— Instructions for the task —
The reply must reproduce each line below exactly.

— Extracted records —
+++++

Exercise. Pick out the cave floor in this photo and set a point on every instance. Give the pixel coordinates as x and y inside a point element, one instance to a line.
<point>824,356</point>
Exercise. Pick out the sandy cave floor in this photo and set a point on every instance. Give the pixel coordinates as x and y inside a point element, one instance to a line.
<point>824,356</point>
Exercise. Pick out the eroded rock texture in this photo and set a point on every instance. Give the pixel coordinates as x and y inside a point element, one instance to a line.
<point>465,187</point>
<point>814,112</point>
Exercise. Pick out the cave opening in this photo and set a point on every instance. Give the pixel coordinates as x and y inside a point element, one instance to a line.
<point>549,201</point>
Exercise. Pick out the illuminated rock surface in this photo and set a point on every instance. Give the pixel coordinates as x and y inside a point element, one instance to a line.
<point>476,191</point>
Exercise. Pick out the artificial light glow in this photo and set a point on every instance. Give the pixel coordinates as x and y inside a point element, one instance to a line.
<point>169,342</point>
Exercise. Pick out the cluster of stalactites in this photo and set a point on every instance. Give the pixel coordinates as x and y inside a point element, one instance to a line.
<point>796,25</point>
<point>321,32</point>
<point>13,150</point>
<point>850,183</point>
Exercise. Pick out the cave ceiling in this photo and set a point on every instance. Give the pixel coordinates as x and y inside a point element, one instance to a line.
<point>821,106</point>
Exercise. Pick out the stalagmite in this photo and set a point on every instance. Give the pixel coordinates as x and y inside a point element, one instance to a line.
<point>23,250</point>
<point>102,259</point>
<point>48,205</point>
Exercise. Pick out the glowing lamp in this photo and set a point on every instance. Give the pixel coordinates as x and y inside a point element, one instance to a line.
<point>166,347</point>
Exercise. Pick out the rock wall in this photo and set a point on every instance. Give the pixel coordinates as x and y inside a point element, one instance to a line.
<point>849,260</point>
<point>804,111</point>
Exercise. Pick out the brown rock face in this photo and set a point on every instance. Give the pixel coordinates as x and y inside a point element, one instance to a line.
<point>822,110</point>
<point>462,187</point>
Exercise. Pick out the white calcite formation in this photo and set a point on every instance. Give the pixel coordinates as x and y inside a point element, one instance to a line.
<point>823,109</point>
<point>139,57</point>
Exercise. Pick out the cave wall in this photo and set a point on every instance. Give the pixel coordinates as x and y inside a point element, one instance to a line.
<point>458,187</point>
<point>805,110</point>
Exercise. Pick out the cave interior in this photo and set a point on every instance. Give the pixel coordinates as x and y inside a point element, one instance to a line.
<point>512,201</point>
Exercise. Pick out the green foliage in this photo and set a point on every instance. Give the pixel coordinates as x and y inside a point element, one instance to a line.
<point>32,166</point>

+++++

— Problem solution —
Exercise. Pick out the cave floor in this photo and set a point on every instance. Give the pixel coordinates as x and y inside a point element, one instance to a line.
<point>824,356</point>
Exercise. Pick out the sandy cave floor in this photo and set a point on every instance. Give the pixel coordinates as x and y inside a point element, one instance to a line.
<point>824,356</point>
Exercise. Pick out the eroded rock texture in this photo and set a point on every instance. Give the pixel coordinates as x and y inside a point element, one instance to a line.
<point>465,187</point>
<point>814,112</point>
Exercise. Pick out the cave opening in this photo and set a point on every instance. Give the pixel coordinates as x and y inside a point element, one instance to a line.
<point>549,201</point>
Exercise. Pick out the illuminated rock surface in this photo and set a point on every instance. Give the pixel coordinates as x and y inside a point element, one instance to a line.
<point>476,191</point>
Exercise. Pick out the artificial light glow in this photo and set a point on every instance. Give the pixel coordinates as x and y inside a point element, one instance to a line.
<point>169,342</point>
Exercise. Pick out the cluster of stalactites in this photo and set a point on every instance. Give the pixel coordinates as x and y inside a point element, one instance to a line.
<point>796,25</point>
<point>321,32</point>
<point>13,150</point>
<point>850,183</point>
Exercise. Pick out the cave ceiling in this photo and set a point on every instance. Give the pixel coordinates as x and y inside a point element, one instance to a line.
<point>821,106</point>
Exercise. Pick out the stalagmite in this photo and set a point on every instance. Give the pixel coordinates as x and y inside a point element, one instance to a line.
<point>23,250</point>
<point>102,259</point>
<point>48,205</point>
Exercise. Pick out the glowing lamp in this photo and set a point on every instance. Give the pixel coordinates as x and y inside a point element, one instance to a line.
<point>166,347</point>
Exercise. Pick out the rock wall in this photo and set a point on every instance. Give the pixel coordinates as x and y inside a point element, one instance to a line.
<point>849,260</point>
<point>804,111</point>
Exercise. Pick out the brown rock face in this photo and set a point on every instance. Give the pixel coordinates as x and y inside a point element, one instance to a line.
<point>822,110</point>
<point>462,187</point>
Exercise. Pick out the white calcite formation in this photo and set a point on every instance. Give the pixel coordinates as x and y inside a point element, one instance to a line.
<point>823,109</point>
<point>139,57</point>
Exercise. Pick out the cave wall in this photo and set a point on every instance. Give the pixel coordinates as x and y inside a point element, one instance to a line.
<point>458,187</point>
<point>805,110</point>
Exercise. Pick out the cave interior in this photo and set a point on every instance. Give the pixel coordinates as x and y inside a point element, one instance to a line.
<point>512,201</point>
Exercise. Pick out the green foliage in this photo and set a point on every instance. Give the pixel coordinates as x and y inside a point element, one instance to a line.
<point>32,166</point>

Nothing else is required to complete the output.